Reproduce the records line for line, beginning at the line that contains "form: x=353 y=239." and stopping after the line that contains "x=322 y=108".

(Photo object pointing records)
** START **
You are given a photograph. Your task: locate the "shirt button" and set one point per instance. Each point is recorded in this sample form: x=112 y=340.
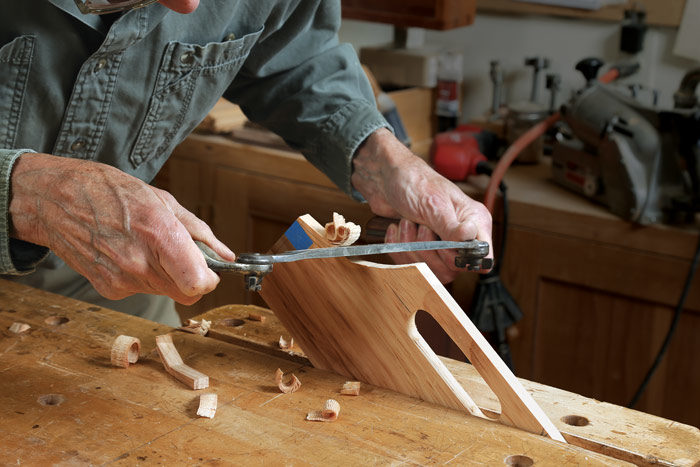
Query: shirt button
x=100 y=64
x=77 y=145
x=187 y=58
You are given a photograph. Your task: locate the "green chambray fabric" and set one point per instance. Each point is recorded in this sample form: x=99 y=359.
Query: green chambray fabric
x=126 y=89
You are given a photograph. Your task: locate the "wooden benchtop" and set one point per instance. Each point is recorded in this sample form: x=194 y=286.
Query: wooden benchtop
x=62 y=402
x=536 y=202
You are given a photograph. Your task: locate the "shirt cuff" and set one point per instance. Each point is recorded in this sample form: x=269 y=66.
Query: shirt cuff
x=17 y=257
x=346 y=130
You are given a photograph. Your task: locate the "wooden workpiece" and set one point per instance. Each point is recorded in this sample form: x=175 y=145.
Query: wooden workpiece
x=365 y=329
x=62 y=402
x=618 y=432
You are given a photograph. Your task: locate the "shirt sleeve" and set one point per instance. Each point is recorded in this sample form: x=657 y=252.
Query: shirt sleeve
x=16 y=256
x=301 y=83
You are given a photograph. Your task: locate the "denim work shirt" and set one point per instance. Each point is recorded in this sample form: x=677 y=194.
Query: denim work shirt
x=126 y=89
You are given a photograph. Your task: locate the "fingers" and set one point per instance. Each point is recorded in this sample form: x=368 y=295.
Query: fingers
x=407 y=231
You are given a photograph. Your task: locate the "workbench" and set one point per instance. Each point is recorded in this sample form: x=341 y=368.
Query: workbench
x=63 y=403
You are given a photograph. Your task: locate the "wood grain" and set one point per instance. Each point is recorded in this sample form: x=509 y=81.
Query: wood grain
x=140 y=415
x=616 y=431
x=357 y=319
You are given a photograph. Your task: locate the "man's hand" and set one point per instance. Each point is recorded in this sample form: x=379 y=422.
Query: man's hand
x=397 y=183
x=123 y=235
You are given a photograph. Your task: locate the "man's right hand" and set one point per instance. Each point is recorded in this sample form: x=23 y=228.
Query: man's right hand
x=122 y=234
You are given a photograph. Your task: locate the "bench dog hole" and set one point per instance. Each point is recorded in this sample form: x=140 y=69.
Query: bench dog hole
x=51 y=399
x=518 y=461
x=575 y=420
x=56 y=320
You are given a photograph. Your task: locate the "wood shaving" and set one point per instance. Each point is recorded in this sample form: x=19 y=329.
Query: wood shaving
x=342 y=233
x=207 y=405
x=351 y=388
x=125 y=350
x=293 y=385
x=256 y=317
x=284 y=344
x=196 y=327
x=330 y=412
x=19 y=328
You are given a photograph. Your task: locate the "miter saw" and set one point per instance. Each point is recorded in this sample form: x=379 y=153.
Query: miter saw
x=639 y=161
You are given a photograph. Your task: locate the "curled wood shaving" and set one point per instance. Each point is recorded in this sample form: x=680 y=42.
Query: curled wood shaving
x=351 y=388
x=19 y=328
x=125 y=350
x=175 y=366
x=293 y=385
x=207 y=405
x=284 y=344
x=330 y=412
x=256 y=317
x=340 y=232
x=196 y=327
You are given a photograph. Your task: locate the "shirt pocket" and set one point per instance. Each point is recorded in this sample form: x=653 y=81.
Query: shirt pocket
x=15 y=62
x=190 y=80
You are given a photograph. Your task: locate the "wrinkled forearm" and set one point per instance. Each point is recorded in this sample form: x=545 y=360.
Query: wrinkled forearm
x=16 y=256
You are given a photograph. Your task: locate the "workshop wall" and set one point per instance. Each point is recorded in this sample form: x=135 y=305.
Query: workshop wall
x=564 y=41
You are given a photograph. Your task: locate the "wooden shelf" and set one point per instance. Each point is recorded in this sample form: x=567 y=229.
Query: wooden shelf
x=429 y=14
x=659 y=13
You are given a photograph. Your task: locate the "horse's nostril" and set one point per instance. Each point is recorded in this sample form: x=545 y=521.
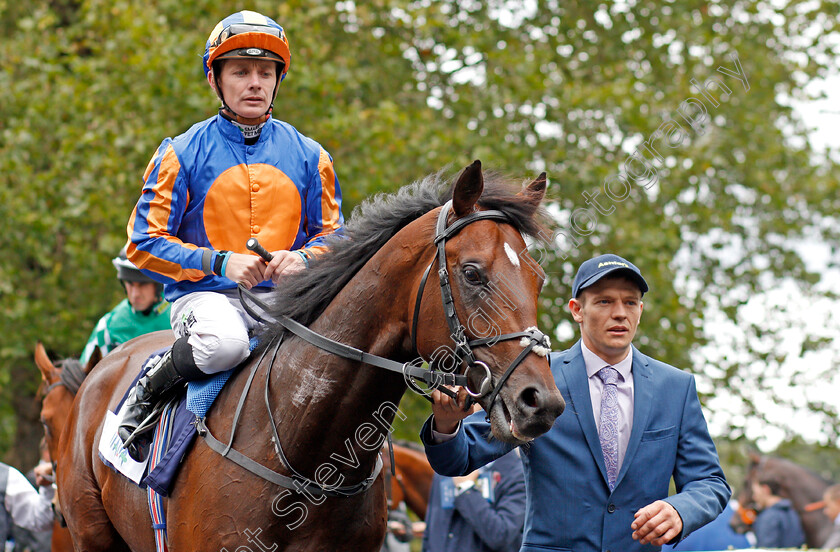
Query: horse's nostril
x=530 y=397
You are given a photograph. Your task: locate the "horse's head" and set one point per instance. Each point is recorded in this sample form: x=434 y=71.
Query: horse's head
x=491 y=330
x=58 y=390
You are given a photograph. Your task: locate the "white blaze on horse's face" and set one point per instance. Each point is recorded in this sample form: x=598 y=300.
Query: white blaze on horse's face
x=514 y=258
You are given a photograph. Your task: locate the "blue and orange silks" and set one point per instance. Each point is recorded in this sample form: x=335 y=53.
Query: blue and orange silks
x=206 y=191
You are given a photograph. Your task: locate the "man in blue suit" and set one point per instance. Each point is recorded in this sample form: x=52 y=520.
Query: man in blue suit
x=598 y=480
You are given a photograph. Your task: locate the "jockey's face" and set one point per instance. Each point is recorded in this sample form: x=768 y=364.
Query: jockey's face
x=141 y=295
x=247 y=86
x=832 y=508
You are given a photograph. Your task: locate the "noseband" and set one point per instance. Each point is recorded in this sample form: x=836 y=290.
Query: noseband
x=463 y=346
x=411 y=373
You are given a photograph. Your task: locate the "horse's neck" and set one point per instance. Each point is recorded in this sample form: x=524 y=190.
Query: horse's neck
x=338 y=411
x=804 y=487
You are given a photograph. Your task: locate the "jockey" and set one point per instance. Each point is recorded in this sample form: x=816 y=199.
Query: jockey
x=237 y=175
x=142 y=311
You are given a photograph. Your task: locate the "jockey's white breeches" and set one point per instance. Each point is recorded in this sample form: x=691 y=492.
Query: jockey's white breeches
x=217 y=326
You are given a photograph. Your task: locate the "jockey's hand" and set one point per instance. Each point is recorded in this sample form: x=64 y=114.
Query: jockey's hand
x=657 y=523
x=245 y=269
x=284 y=262
x=447 y=413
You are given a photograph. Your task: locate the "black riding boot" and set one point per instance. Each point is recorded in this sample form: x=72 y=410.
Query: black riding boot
x=176 y=367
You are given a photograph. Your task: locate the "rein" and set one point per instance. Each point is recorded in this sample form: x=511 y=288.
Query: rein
x=432 y=377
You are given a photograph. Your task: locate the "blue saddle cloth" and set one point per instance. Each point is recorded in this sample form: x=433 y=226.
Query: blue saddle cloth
x=192 y=406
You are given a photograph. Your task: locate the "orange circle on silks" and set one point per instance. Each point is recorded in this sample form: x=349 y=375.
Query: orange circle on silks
x=233 y=212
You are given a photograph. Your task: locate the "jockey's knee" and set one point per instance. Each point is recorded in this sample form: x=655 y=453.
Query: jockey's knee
x=218 y=353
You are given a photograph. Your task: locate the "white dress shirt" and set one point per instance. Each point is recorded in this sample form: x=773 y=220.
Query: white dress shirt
x=27 y=507
x=625 y=393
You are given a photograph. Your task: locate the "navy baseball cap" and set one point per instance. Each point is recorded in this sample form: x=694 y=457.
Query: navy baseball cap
x=594 y=269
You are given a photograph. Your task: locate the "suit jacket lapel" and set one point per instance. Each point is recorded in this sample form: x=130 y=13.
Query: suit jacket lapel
x=642 y=400
x=574 y=371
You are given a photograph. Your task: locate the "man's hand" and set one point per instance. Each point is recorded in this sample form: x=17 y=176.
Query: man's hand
x=447 y=413
x=656 y=523
x=284 y=262
x=247 y=270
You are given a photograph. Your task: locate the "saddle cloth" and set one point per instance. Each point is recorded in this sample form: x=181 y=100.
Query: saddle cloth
x=180 y=414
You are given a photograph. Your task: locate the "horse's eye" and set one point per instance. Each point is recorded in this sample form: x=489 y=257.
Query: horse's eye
x=472 y=275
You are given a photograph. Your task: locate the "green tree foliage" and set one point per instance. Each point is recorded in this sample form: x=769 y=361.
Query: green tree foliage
x=396 y=90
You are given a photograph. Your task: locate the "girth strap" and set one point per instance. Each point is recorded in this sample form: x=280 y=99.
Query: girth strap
x=279 y=479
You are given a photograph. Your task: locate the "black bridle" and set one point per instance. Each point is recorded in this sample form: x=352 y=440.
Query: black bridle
x=411 y=373
x=463 y=346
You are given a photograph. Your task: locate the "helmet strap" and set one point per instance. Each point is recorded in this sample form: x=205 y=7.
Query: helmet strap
x=232 y=115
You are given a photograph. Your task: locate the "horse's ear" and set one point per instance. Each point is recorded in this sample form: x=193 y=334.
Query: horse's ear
x=535 y=191
x=468 y=189
x=95 y=357
x=45 y=365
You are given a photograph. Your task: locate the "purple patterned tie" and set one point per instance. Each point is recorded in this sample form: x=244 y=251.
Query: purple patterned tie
x=608 y=426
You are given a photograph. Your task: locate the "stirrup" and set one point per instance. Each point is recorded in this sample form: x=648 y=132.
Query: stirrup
x=147 y=424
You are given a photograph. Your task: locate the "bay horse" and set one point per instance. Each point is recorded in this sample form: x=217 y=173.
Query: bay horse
x=412 y=481
x=59 y=383
x=368 y=293
x=800 y=485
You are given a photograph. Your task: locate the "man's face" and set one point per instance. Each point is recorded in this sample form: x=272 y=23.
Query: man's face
x=247 y=85
x=608 y=313
x=141 y=295
x=832 y=508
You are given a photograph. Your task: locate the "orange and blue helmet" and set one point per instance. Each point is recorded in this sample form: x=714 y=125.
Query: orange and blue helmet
x=248 y=35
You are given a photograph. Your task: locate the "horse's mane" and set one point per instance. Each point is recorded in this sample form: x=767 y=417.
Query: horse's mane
x=305 y=295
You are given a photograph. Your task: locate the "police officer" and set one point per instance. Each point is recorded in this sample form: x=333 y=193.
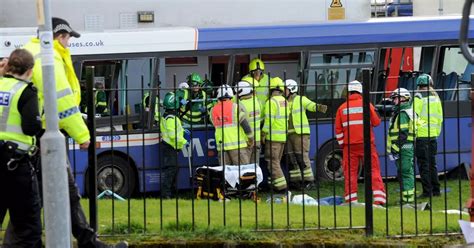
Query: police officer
x=19 y=191
x=427 y=105
x=233 y=132
x=251 y=106
x=258 y=79
x=349 y=129
x=301 y=173
x=400 y=141
x=172 y=142
x=274 y=132
x=70 y=118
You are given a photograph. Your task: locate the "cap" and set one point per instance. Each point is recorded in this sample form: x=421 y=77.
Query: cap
x=62 y=25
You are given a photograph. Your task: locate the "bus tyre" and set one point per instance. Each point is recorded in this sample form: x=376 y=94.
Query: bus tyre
x=329 y=162
x=114 y=174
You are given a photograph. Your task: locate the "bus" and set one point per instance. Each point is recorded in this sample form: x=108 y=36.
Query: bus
x=322 y=57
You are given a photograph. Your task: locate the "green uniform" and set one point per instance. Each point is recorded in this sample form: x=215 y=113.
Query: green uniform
x=400 y=143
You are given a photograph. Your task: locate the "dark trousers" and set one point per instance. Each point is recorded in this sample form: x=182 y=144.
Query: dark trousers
x=426 y=150
x=169 y=170
x=19 y=195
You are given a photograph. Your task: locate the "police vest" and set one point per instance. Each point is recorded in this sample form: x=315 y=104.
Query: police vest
x=70 y=118
x=225 y=117
x=172 y=132
x=430 y=111
x=298 y=107
x=10 y=121
x=252 y=108
x=276 y=119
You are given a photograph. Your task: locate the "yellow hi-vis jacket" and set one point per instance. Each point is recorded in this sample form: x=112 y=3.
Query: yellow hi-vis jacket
x=430 y=111
x=70 y=118
x=10 y=123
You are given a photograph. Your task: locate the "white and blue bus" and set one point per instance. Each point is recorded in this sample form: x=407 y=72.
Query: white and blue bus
x=322 y=57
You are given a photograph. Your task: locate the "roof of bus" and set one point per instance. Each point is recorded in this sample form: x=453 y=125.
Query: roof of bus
x=380 y=30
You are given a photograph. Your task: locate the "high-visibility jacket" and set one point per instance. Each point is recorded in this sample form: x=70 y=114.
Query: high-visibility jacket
x=65 y=54
x=197 y=108
x=402 y=128
x=146 y=104
x=430 y=110
x=349 y=123
x=172 y=131
x=226 y=117
x=276 y=119
x=251 y=106
x=261 y=87
x=298 y=106
x=10 y=123
x=70 y=118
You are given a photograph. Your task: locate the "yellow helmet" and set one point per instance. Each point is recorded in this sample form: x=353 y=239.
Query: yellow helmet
x=256 y=64
x=277 y=84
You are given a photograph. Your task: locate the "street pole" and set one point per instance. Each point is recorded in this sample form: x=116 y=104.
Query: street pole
x=53 y=146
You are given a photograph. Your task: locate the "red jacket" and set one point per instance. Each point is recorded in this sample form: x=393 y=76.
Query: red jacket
x=349 y=121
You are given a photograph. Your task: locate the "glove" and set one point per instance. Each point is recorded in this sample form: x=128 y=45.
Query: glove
x=322 y=108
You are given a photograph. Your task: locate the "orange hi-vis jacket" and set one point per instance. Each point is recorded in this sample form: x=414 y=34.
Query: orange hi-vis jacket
x=349 y=123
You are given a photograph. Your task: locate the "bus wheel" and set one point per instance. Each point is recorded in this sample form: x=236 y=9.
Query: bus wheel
x=329 y=162
x=114 y=174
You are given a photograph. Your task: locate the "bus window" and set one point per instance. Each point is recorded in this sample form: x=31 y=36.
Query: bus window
x=453 y=71
x=328 y=74
x=399 y=67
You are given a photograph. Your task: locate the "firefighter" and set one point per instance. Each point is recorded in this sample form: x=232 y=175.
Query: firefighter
x=172 y=142
x=70 y=118
x=350 y=136
x=233 y=132
x=195 y=111
x=251 y=106
x=274 y=132
x=100 y=99
x=258 y=79
x=19 y=124
x=401 y=136
x=429 y=109
x=301 y=173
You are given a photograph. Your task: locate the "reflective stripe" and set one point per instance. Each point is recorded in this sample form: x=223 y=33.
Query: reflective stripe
x=353 y=110
x=380 y=199
x=379 y=192
x=6 y=109
x=63 y=93
x=68 y=112
x=351 y=196
x=350 y=123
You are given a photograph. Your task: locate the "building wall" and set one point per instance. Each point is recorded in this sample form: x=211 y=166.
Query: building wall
x=114 y=14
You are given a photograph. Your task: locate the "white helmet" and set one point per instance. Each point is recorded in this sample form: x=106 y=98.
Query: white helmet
x=183 y=85
x=224 y=91
x=291 y=85
x=354 y=86
x=244 y=88
x=401 y=92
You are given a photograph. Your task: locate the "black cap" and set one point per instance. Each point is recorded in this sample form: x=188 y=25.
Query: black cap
x=62 y=25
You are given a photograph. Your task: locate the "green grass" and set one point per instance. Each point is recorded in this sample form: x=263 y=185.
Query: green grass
x=193 y=218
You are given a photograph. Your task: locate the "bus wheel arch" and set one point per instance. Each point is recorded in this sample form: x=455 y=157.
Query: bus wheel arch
x=115 y=168
x=329 y=162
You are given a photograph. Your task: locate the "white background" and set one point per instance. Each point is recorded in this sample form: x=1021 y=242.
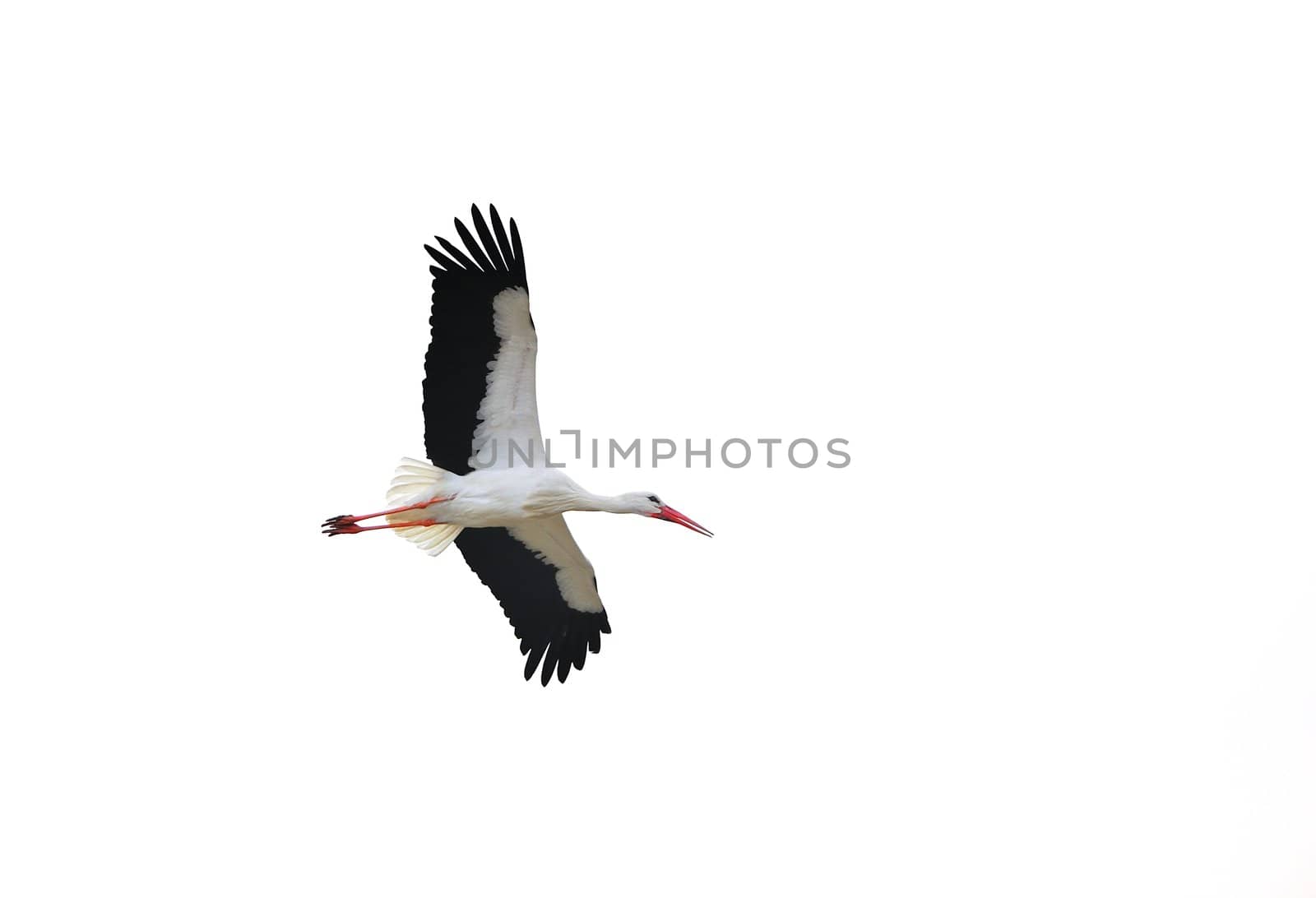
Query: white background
x=1046 y=266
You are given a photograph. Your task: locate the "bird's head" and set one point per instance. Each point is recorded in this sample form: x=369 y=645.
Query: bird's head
x=651 y=506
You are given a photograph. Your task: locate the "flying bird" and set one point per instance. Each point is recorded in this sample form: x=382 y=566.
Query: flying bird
** END **
◆ Answer in full:
You are given a photograph. Your task: locate the "yellow helmet" and set one point per instance. Each point is recorded in this sample form: x=353 y=239.
Query: yellow helmet
x=256 y=64
x=277 y=84
You are given a photograph. Your task: locate the "street pole" and set one point per instance. Each point is recorded in this sample form: x=116 y=104.
Query: street pole
x=53 y=146
You are given a photograph. Your task: locate the "red jacket" and set one point per instance. Each point is recorded in this sample form: x=393 y=76.
Query: red jacket
x=349 y=121
You are given a photograph. Your task: locate the "glove" and set one point per instance. Each point is recorded in this sample form: x=128 y=45.
Query: glove
x=322 y=108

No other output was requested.